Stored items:
--------------------------------
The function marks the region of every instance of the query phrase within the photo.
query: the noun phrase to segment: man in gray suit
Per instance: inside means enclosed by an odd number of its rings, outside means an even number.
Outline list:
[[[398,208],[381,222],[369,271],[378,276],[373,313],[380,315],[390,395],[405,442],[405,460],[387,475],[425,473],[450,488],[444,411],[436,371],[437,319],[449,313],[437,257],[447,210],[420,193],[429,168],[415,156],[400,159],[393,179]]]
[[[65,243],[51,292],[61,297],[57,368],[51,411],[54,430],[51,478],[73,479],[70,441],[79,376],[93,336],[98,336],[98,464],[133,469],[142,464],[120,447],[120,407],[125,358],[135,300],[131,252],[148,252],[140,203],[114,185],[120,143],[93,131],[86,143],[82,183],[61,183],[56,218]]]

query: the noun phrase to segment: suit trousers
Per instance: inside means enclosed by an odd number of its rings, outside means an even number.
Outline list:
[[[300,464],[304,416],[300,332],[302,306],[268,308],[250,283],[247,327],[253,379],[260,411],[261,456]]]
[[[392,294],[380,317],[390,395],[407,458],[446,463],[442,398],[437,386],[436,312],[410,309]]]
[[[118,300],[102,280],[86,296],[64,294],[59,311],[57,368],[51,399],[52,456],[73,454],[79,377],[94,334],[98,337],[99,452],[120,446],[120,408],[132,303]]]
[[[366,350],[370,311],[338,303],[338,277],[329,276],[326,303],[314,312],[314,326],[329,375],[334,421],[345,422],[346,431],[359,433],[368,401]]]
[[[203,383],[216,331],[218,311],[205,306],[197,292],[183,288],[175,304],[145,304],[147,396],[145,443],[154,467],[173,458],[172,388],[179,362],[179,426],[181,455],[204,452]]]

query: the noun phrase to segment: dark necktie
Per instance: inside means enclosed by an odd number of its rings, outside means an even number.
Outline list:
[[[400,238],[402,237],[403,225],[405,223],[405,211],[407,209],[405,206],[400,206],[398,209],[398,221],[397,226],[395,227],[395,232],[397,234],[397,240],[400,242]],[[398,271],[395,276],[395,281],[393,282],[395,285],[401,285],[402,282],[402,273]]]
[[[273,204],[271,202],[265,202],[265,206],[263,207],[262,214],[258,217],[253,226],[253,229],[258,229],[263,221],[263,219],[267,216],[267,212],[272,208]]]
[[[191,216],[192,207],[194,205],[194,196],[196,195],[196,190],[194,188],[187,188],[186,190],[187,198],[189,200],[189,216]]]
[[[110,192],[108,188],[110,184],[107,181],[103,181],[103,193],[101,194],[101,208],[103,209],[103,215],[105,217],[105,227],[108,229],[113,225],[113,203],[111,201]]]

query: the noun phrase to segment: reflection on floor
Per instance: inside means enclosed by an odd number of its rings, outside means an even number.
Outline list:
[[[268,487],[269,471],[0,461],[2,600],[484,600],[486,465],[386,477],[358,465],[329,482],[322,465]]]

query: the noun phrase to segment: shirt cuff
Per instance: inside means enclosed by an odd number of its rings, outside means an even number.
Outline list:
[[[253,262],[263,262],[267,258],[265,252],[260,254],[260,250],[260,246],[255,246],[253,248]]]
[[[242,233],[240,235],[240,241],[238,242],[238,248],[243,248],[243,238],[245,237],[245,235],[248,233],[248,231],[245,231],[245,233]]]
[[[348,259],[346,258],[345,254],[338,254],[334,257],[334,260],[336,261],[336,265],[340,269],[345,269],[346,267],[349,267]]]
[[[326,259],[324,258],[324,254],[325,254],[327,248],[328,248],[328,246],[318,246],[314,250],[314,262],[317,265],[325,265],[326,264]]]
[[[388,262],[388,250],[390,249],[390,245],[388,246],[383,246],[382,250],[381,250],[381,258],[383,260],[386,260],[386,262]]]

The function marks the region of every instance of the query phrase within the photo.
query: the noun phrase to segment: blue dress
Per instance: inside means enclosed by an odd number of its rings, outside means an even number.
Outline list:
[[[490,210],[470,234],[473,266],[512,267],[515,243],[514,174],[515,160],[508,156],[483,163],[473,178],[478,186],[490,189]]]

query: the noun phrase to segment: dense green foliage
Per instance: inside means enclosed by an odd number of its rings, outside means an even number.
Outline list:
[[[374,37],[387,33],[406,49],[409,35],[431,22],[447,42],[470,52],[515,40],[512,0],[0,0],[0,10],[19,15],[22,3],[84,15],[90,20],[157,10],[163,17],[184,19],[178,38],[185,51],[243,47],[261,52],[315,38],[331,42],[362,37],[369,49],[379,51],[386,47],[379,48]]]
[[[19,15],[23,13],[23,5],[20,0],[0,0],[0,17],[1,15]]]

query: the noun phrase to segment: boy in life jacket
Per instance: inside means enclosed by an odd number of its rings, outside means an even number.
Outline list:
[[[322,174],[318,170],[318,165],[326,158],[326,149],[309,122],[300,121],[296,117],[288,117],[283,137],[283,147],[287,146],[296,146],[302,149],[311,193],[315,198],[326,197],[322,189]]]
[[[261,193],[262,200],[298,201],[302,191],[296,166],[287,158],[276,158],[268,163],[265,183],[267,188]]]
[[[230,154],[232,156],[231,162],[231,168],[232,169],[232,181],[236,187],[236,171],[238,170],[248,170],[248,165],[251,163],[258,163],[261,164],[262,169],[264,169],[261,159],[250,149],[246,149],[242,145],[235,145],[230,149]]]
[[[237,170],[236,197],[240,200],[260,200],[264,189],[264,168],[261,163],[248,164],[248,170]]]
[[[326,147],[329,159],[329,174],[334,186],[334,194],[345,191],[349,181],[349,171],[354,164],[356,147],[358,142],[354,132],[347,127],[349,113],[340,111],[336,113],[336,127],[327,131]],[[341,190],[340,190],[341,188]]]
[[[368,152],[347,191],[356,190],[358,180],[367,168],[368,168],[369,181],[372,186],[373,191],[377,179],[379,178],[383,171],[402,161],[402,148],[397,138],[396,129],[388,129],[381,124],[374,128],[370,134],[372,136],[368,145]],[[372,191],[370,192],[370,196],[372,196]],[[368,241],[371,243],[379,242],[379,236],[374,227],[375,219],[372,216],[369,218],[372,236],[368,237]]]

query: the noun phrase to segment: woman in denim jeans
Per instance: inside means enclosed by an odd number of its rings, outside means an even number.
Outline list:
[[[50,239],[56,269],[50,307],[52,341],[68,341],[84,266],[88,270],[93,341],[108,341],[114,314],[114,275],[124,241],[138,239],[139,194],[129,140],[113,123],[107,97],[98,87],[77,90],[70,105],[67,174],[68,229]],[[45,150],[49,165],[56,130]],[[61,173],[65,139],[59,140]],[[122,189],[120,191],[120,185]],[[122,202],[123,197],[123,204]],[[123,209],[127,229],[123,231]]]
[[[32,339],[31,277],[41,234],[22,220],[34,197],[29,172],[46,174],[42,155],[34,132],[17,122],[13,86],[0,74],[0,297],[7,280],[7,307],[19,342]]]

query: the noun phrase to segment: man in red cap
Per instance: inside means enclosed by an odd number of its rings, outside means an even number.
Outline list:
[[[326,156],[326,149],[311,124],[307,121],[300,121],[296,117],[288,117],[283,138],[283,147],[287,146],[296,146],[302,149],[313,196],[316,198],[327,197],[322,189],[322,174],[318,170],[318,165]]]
--------------------------------
Retype the lines from the one containing "query: the noun phrase to segment: woman" through the end of the records, inclusive, exactly as they appear.

query: the noun phrase to segment: woman in denim jeans
Per instance: inside means enclosed by an odd number of its rings, outside means an even number.
Outline list:
[[[50,239],[56,269],[50,307],[52,341],[68,341],[84,266],[88,270],[93,341],[108,341],[114,314],[114,275],[124,241],[138,239],[139,194],[129,140],[113,123],[107,97],[98,87],[77,90],[70,105],[67,174],[68,229]],[[45,150],[49,165],[56,130]],[[61,173],[65,139],[59,140]],[[122,189],[120,191],[120,185]],[[122,202],[123,197],[123,204]],[[123,209],[127,229],[123,231]]]
[[[32,339],[31,277],[41,234],[22,220],[34,197],[29,172],[46,174],[42,155],[34,132],[17,122],[13,86],[0,74],[0,297],[7,280],[7,307],[19,342]]]

query: the noun phrase to segment: man in red cap
Per instance: inside means enclosed by an odd number of its rings, outside means an even number.
Outline list:
[[[326,156],[326,149],[311,124],[307,121],[300,121],[296,117],[288,117],[283,138],[283,147],[287,146],[296,146],[302,149],[313,196],[316,198],[327,197],[322,189],[322,174],[318,170],[318,165]]]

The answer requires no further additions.